§ EXERCISE DIRECTIONS:
Give a verbatim quotation of every record.

§ SUPPLIED DATA:
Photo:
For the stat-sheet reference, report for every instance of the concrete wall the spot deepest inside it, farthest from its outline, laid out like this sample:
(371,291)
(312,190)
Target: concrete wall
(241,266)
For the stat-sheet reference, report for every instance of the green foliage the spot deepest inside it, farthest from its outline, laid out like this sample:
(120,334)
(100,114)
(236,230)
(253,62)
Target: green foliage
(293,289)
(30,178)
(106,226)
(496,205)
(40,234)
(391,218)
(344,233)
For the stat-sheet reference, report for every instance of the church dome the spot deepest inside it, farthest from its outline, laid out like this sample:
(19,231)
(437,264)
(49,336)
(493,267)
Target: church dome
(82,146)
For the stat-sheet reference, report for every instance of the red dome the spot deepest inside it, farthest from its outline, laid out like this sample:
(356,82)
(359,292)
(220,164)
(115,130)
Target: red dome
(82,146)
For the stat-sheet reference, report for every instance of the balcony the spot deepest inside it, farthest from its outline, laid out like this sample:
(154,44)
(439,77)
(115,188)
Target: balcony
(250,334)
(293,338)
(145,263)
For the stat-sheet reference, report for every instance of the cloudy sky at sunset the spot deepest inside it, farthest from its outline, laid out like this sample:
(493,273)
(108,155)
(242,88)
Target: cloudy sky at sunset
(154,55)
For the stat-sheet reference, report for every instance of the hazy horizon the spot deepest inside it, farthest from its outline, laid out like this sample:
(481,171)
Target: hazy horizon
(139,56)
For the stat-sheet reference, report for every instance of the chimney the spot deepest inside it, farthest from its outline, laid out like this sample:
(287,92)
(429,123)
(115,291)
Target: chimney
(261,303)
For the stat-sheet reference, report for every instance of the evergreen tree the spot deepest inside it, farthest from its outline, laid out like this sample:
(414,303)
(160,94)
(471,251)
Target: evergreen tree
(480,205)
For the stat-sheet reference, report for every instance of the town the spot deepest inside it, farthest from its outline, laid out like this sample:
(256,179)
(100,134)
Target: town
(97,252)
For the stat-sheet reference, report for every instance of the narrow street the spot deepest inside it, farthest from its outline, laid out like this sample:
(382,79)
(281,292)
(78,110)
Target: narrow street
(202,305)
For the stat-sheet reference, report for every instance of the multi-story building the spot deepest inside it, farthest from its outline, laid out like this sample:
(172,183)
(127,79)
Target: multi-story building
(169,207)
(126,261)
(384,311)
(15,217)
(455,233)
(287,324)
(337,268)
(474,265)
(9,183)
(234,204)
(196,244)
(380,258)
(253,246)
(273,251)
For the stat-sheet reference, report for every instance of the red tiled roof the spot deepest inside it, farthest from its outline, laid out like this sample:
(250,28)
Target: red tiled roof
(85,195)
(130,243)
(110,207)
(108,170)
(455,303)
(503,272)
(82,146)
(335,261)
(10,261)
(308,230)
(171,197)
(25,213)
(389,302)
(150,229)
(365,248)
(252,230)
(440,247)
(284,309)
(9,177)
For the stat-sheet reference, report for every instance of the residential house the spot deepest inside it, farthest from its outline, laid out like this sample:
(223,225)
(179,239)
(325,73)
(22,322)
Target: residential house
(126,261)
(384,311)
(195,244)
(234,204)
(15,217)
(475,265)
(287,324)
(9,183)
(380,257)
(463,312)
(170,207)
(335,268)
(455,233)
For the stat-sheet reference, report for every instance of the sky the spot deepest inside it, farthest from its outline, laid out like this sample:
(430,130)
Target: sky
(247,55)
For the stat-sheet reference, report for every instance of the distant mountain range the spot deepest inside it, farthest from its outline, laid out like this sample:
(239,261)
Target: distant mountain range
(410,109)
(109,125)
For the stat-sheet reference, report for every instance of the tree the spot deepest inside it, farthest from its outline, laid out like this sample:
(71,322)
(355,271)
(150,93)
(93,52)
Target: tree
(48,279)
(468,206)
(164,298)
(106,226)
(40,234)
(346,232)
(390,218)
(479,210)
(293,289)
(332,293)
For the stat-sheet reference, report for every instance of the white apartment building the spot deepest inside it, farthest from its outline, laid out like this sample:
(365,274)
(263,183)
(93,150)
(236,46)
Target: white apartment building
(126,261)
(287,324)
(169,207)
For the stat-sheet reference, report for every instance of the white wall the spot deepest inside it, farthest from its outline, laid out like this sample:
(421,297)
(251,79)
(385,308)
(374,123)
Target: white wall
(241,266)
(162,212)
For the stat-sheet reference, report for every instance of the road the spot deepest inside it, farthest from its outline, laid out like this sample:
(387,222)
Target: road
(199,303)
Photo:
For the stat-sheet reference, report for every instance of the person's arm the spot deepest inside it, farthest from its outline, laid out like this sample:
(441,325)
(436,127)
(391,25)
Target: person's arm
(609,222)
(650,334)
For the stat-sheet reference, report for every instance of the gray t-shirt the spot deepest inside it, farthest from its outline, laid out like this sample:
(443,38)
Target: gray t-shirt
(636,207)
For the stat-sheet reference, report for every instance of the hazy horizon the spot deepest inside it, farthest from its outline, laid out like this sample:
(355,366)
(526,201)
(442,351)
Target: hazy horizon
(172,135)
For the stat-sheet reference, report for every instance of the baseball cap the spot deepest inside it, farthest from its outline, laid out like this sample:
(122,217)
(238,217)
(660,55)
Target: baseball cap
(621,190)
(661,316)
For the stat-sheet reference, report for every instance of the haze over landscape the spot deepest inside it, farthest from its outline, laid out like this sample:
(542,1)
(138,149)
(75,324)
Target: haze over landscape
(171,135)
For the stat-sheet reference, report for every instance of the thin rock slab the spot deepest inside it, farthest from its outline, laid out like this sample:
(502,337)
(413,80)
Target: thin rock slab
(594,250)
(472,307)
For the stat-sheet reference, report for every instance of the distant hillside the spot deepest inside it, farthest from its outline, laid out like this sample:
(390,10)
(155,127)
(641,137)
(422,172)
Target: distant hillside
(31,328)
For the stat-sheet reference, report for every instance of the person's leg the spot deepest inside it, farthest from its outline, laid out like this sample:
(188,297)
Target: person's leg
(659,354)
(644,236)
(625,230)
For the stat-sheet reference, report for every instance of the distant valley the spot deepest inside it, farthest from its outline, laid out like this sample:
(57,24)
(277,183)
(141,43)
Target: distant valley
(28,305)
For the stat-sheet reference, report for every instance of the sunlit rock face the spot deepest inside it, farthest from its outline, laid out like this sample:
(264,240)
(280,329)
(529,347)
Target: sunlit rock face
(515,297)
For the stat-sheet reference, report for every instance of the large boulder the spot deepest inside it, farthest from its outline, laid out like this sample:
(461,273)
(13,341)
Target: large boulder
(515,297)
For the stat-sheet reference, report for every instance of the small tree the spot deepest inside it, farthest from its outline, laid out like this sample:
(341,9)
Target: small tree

§ TASK SOLUTION:
Photo:
For the stat-sheet reference, report for every instance of the concrete wall the spot deepest inside it, farthest from its outline, laid out like this sample:
(371,291)
(312,190)
Target: concrete wall
(241,266)
For the stat-sheet reference, report for every instance of the green foliage the spot deepest inside it, farthest from its outline, laid out like this sample:
(120,334)
(100,114)
(236,230)
(253,62)
Target: green foliage
(293,289)
(30,178)
(106,226)
(496,205)
(40,234)
(391,218)
(344,233)
For the stat-sheet reference, report for every instance of the church dome the spot deepest inside it, farthest from its outline, laid out like this sample:
(19,231)
(437,264)
(49,336)
(493,267)
Target: church dome
(82,146)
For the stat-sheet reference, report for every instance of the red dome the spot deepest inside it, farthest from its outline, laid out like this sample:
(356,82)
(359,292)
(220,164)
(115,130)
Target: red dome
(82,146)
For the stat-sheet reference, report for every instance of the balcony the spot deepest inside it, farthest from its outline, laid out like this sample:
(154,44)
(439,77)
(115,188)
Target: balcony
(250,334)
(293,338)
(145,263)
For the stat-sheet reference, report for every instance of the cloudy sky at sunset the spot deepest inside it, farthest from its outline, laid out like this sample:
(493,273)
(108,155)
(242,88)
Target: cloudy sky at sunset
(154,55)
For the stat-sheet reference, report for every instance of the hazy horizon the spot deepest inside it, farthest from its outline, laid out like this sample:
(481,171)
Target: hazy horizon
(139,56)
For the stat-sheet reference, report for every instance of the chimney the spot deepest inside it, farthest from its outline, laid out like this sample:
(287,92)
(429,123)
(115,291)
Target: chimney
(261,303)
For the stat-sheet reference, report for every instance of the evergreen tree the spot deepest inside it, farthest from its outline, laid out like this sample:
(414,303)
(160,94)
(471,251)
Target: evergreen tree
(480,205)
For the stat-sheet reference, report for every instance of the town the spot deepest inside it, farthest from its outline, laid out like this sample:
(256,179)
(100,134)
Target: town
(97,252)
For the stat-sheet reference, report for every instance of the narrow street the spot deepest inside it, farthest from its outline, laid out like this sample:
(382,79)
(281,292)
(78,110)
Target: narrow street
(202,305)
For the stat-sheet reference, report for every instance of the multi-story building the spot deepest inside it, farthest from its outline, laid out like this sample:
(172,183)
(127,79)
Target: multi-story building
(169,207)
(126,261)
(384,311)
(15,217)
(455,233)
(287,324)
(337,268)
(474,265)
(9,183)
(234,204)
(196,244)
(380,258)
(253,246)
(273,251)
For the stat-sheet reference, report for every instance of the red tiled roof the spot deepest inside it, farthest from its outline, laid out like this sample:
(250,28)
Target: red tiled roof
(85,195)
(130,243)
(110,207)
(108,170)
(455,303)
(503,272)
(82,146)
(335,261)
(10,261)
(308,230)
(171,197)
(25,213)
(389,302)
(150,229)
(365,248)
(252,230)
(440,247)
(284,309)
(9,177)
For the stat-sheet reference, report for every instance of the residential house the spot deepest inside it, farthest from its outline, laid out like this sample:
(223,225)
(179,239)
(325,73)
(22,322)
Target: residential house
(126,261)
(384,311)
(195,244)
(234,204)
(15,217)
(475,265)
(287,324)
(9,183)
(380,257)
(463,312)
(170,207)
(335,268)
(455,233)
For the stat-sheet reference, report for every instance of the sky the spot deepest inside it, farthest from its outline, laid out like this sample:
(430,130)
Target: sky
(247,55)
For the stat-sheet reference, report for every instance of the distant mountain range the spot deepest inside it, farthest from its outline, laid out like this sample:
(239,261)
Target: distant mountain range
(410,109)
(109,125)
For the stat-sheet reference, report for every instance of the tree the spot deepest inside it, farthest from its outline, laid out like this sample:
(71,322)
(355,271)
(150,93)
(93,52)
Target: tree
(48,279)
(468,206)
(164,298)
(106,226)
(40,234)
(346,232)
(390,218)
(479,210)
(293,289)
(332,293)
For the stat-sheet reference, report for every instance of the white apartment building the spot deepest inside it, farthest from its outline, laid out like this sample:
(365,274)
(263,183)
(93,150)
(236,46)
Target: white apartment building
(126,261)
(287,324)
(169,207)
For the stat-sheet reference, report for every instance of the white wall the spot deepest inside it, farthest from its outline, laid out like this sample:
(421,297)
(251,79)
(385,308)
(374,123)
Target: white wall
(241,266)
(162,212)
For the stat-sheet reference, report for every instance of the road the spot deepest inside it, farthest from its outline, laid out like this sample:
(387,222)
Target: road
(199,303)
Photo:
For the stat-sheet reference, report for every instance of the person's arm the spot deepest inside it, farthest from its outline, laid out like this sample:
(441,325)
(436,127)
(391,25)
Target: person's arm
(609,222)
(650,334)
For the stat-sheet reference, report for every instance of the gray t-shirt the spot deepest inside it, farthest from its outline, laid out like this sample:
(443,38)
Target: gray t-shirt
(636,207)
For the stat-sheet reference, report for every instance of the hazy horizon the spot deepest inside it, farthest from its outline, laid out like this sample:
(355,366)
(526,201)
(442,351)
Target: hazy horizon
(172,135)
For the stat-sheet reference, report for every instance of the baseball cap the spot deepest inside it, farthest from its outline, laid out like this sample:
(122,217)
(238,217)
(660,55)
Target: baseball cap
(621,190)
(661,316)
For the stat-sheet reference, report for every instance of the haze over landscape the spot deepest inside it, farthest from its outline, laid out like this sample:
(542,1)
(138,149)
(75,324)
Target: haze over landscape
(171,135)
For the stat-sheet reference, report for every instance of the thin rock slab the spot deepest inside it, farthest from its outline, laid out like this sample:
(502,337)
(413,80)
Target: thin rock slab
(594,250)
(472,307)
For the stat-sheet reference, report for every instance of the distant hillside the spot deepest inside it, farthest from its outline, laid out like this sample:
(390,10)
(155,127)
(641,137)
(422,172)
Target: distant hillside
(31,328)
For the stat-sheet reference, report for every instance of the person's leg the spot deepest inside it, farthest from its outline, laid out like this sample:
(188,297)
Target: person's leg
(659,354)
(644,236)
(625,230)
For the stat-sheet reference, report for every instance of the distant valley the spot deepest inside it, farthest from its outline, laid out like this sample:
(57,24)
(277,183)
(141,43)
Target: distant valley
(28,305)
For the stat-sheet reference, report for every instance of the sunlit rock face the spot deepest inside it, farthest from its outline, laid out like this sample:
(264,240)
(280,329)
(529,347)
Target: sunlit rock face
(515,297)
For the stat-sheet reference, report for every instance of the large boulder the spot deepest inside it, farthest from its outline, laid out like this sample:
(461,273)
(13,341)
Target: large boulder
(515,297)
For the stat-sheet reference, report for every instance of the small tree the spot deepest inside it, farthest from its outline, laid out like this sample:
(341,9)
Target: small tree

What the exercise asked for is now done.